= Beginning of Section =
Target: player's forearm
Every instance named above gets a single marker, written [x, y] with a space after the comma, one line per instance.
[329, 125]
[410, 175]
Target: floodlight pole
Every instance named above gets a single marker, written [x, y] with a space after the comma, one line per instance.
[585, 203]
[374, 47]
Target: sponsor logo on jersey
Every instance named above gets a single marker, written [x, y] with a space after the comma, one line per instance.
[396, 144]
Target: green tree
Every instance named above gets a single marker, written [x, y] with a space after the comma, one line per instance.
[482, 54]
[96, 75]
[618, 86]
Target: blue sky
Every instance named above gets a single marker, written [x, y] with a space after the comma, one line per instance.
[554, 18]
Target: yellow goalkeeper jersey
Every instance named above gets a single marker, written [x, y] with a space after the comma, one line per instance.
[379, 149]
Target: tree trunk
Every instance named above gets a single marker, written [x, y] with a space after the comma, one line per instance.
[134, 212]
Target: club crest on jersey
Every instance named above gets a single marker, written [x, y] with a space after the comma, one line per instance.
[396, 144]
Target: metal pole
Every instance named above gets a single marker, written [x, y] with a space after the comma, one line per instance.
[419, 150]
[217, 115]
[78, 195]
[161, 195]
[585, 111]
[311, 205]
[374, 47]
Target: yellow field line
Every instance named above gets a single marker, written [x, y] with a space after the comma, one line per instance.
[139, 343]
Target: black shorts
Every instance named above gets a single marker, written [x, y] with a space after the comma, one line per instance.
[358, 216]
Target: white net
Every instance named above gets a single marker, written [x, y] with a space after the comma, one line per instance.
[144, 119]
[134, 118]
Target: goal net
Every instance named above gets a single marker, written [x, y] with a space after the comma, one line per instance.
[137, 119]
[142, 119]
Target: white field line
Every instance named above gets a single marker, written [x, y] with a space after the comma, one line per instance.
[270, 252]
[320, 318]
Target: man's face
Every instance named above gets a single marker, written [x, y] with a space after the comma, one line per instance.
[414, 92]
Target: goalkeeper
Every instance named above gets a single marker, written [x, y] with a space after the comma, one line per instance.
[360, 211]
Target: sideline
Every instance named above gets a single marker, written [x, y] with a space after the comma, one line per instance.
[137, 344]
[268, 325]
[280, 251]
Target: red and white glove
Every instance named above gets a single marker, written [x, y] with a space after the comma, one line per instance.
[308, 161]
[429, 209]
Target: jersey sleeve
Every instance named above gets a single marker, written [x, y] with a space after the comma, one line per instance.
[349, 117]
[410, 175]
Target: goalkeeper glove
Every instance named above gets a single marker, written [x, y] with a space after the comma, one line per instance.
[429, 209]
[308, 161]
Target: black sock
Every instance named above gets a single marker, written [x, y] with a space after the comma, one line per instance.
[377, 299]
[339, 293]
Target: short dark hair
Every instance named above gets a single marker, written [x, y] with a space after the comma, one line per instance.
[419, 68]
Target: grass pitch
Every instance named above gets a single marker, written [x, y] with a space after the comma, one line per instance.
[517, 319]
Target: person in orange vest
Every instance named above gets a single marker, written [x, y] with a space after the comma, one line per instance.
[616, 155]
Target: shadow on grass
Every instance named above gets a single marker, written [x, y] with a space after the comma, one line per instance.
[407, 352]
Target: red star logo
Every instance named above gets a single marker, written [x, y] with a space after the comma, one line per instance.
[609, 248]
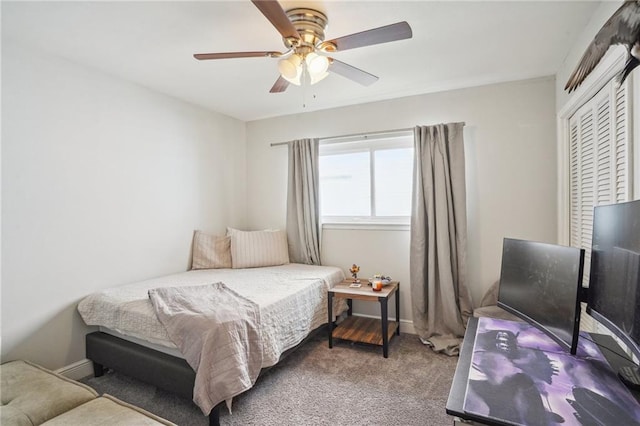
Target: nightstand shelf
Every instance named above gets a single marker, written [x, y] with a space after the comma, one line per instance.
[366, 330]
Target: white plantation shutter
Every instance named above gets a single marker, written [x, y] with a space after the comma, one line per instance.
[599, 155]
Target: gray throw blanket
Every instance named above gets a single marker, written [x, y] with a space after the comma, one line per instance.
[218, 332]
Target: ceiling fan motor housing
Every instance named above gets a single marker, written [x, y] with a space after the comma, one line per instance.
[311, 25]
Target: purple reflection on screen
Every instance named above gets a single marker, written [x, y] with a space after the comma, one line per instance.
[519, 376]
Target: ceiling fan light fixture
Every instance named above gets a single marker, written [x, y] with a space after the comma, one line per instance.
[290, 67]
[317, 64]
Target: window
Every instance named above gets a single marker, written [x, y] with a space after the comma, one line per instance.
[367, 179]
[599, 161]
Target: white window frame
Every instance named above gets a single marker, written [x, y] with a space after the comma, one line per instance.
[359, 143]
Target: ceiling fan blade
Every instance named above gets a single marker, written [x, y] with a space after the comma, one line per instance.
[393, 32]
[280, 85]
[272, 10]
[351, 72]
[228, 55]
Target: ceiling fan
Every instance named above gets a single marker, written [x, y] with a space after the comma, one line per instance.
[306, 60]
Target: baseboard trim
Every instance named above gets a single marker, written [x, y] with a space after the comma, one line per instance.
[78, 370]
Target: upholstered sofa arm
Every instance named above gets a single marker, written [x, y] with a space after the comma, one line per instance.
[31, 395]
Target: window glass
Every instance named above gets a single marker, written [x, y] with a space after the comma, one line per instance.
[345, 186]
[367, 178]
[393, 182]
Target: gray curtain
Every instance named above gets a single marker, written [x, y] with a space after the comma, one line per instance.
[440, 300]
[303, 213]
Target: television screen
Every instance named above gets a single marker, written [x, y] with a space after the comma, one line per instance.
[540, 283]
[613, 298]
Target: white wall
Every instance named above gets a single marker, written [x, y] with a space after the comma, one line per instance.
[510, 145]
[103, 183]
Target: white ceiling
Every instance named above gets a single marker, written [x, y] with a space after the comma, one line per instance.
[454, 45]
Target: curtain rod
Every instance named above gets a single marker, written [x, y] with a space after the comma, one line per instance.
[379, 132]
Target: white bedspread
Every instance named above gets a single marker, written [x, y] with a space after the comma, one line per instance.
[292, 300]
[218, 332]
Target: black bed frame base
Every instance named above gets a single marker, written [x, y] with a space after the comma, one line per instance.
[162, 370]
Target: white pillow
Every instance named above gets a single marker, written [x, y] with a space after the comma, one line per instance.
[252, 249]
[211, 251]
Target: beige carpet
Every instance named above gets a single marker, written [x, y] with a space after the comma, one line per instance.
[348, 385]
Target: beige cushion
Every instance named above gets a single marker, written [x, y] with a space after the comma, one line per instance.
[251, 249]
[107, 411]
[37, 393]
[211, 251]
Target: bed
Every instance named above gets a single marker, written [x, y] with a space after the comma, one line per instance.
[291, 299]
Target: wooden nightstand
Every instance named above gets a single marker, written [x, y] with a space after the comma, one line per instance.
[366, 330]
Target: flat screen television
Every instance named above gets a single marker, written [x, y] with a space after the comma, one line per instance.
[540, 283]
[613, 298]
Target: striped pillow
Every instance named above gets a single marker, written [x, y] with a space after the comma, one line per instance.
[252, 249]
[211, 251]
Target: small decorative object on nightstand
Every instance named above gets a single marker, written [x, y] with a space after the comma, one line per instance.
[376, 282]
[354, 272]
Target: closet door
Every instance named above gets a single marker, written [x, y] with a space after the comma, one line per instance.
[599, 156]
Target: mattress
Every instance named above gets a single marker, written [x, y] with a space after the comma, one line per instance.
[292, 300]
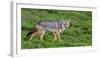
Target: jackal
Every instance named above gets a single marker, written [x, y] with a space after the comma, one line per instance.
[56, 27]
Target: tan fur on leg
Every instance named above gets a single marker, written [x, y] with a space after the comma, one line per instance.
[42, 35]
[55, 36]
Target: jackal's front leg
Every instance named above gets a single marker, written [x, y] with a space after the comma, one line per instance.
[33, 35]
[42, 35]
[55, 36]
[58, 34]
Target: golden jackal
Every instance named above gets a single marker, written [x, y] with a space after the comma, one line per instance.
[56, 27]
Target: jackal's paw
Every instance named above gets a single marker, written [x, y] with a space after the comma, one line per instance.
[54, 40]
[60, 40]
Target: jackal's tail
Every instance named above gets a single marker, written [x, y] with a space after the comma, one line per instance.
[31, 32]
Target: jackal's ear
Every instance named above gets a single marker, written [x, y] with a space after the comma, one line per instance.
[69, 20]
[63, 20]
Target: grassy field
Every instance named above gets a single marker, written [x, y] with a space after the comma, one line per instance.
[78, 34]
= End of Section =
> THE TASK
Can you write out the lines above, from the first one through the one containing "Target: yellow field line", exactly as they appear and nothing more?

> EXERCISE ANSWER
Target: player's forearm
Every instance named above gets a single marker, written [x, y] with a space after the comma, one line per instance.
[329, 125]
[410, 175]
Target: floodlight pole
Every instance named above gets a single marker, written [x, y] with a space after the comma, one line per instance.
[585, 203]
[374, 47]
Target: sponsor logo on jersey
Every instance named above gets a single marker, written [x, y] with a space after the comma, one line per instance.
[396, 144]
Target: green tree
Every instance named above gets a single marker, written [x, y] with a space after the comma, one line per instance.
[482, 54]
[96, 75]
[618, 86]
Target: blue sky
Every instance named above gets a single marker, written [x, y] with a space after the comma, one line per instance.
[554, 18]
Target: yellow goalkeeper jersey
Every instance named above gets a single marker, written [x, y] with a space after the comma, one line per instance.
[379, 149]
Target: tree trunk
Every instance named above gets a single marker, written [x, y] with a space after the comma, one line per instance.
[134, 212]
Target: club crest on jersey
Every instance named above gets a single marker, written [x, y] with a space after the comma, one line per instance.
[396, 144]
Target: metal pole
Every instance named above gets a single marker, written [x, y] with a space after the comma, one line per instance.
[419, 150]
[217, 115]
[78, 195]
[161, 195]
[585, 111]
[311, 205]
[374, 47]
Target: yellow field line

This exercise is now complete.